## Begin

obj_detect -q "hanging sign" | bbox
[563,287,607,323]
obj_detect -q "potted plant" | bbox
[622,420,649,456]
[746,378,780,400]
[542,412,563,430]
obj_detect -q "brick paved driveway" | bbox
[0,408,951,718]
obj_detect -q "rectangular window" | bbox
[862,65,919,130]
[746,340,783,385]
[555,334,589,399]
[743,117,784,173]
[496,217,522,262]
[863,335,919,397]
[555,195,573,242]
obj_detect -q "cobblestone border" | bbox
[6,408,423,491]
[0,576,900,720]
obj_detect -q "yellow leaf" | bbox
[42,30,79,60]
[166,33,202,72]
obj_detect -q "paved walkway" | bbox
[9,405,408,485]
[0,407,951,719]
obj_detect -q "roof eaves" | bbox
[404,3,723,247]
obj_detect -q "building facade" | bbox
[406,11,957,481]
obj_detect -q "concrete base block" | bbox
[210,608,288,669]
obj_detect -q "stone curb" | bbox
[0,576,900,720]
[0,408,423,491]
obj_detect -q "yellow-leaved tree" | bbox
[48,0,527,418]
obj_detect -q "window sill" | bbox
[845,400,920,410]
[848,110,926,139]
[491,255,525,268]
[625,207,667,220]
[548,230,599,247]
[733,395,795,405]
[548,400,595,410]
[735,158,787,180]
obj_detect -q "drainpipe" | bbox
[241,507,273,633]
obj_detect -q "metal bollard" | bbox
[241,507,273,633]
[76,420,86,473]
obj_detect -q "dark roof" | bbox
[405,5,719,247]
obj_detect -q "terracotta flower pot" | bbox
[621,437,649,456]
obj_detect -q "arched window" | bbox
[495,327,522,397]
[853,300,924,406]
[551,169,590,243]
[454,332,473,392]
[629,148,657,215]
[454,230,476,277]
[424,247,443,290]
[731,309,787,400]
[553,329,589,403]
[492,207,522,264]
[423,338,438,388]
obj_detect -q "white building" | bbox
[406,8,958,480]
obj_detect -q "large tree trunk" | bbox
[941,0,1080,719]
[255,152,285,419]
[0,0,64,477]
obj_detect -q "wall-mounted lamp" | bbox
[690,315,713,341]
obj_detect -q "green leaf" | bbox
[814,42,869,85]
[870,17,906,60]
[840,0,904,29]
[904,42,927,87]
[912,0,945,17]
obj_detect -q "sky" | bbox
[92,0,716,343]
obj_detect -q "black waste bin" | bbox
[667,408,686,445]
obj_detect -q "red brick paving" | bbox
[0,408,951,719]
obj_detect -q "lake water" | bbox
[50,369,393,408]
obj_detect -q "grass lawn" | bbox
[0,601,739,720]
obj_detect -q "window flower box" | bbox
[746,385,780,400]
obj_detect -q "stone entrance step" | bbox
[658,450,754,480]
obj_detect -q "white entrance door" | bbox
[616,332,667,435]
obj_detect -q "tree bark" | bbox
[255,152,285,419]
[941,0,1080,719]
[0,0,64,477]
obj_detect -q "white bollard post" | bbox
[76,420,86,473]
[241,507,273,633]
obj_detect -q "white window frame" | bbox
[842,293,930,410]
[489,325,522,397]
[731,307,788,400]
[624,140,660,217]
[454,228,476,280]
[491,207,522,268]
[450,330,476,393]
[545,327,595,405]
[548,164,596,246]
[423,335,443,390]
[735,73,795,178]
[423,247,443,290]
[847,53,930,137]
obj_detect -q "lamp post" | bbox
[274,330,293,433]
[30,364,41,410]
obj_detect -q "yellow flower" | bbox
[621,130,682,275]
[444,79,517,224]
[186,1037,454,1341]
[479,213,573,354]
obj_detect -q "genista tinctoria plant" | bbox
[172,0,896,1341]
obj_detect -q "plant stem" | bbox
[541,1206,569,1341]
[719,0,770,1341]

## End

Directions: Copy out the material word for word, starting at its first line and ending at the line that contains "[210,608,288,669]". Include both of those lines.

Exercise result:
obj_detect -q "hanging sign" | bbox
[563,287,607,323]
obj_detect -q "potted plant" | bbox
[622,420,649,456]
[746,378,780,400]
[542,412,563,430]
obj_detect -q "brick paved driveway" | bbox
[0,408,951,718]
obj_detect -q "rectangular window" | bbox
[862,65,919,130]
[746,340,783,385]
[555,334,589,399]
[743,117,784,173]
[496,217,522,262]
[863,335,919,397]
[555,195,573,242]
obj_detect -q "cobblestone border" | bbox
[6,408,423,491]
[0,576,900,720]
obj_detect -q "yellow leaf" | bbox
[42,30,79,60]
[166,33,202,72]
obj_detect -q "paved walkway" | bbox
[9,405,408,485]
[0,407,951,719]
obj_detect -q "roof eaves" | bbox
[404,3,723,247]
obj_detect -q "building facade" | bbox
[406,11,957,481]
obj_detect -q "concrete base block" | bbox
[210,608,288,669]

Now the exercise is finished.